Write out all of the records below line for line, keeping every word, number and mark unchanged.
##### Data provided
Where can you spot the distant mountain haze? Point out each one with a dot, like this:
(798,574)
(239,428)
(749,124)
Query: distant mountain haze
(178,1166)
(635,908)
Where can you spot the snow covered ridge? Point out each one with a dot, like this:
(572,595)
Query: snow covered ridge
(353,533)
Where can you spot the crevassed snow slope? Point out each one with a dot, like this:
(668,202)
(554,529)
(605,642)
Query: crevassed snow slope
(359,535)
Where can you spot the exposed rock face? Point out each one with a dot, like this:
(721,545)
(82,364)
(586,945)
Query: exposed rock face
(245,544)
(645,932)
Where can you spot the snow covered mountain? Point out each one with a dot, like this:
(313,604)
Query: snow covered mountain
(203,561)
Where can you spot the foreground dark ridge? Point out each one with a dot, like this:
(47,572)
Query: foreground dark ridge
##########
**Exercise answer:**
Where can you spot the distant mountain haze? Point out each one with a dot, like this:
(798,574)
(239,428)
(749,124)
Query: distant mountain haze
(178,1166)
(635,908)
Where can you spot the snow covered ridge? Point out each one with a dot, like this:
(572,595)
Query: snow covered ridge
(353,533)
Where can you spot the crevassed snow slope? Point out each one with a dot, like this:
(668,202)
(554,529)
(605,642)
Query: crevassed snow slope
(359,535)
Where can you spot the exposed rock face? Point out each one with a dot, like this:
(721,545)
(82,364)
(586,945)
Query: exposed rock face
(245,544)
(645,932)
Where can you spot the snow covered mountain? Point out each one with a dot, like this:
(313,604)
Query: snow covered mountain
(203,561)
Where can you spot the foreground dark ridge? Point out each one with a dot, like this:
(47,572)
Query: foreground dark ridge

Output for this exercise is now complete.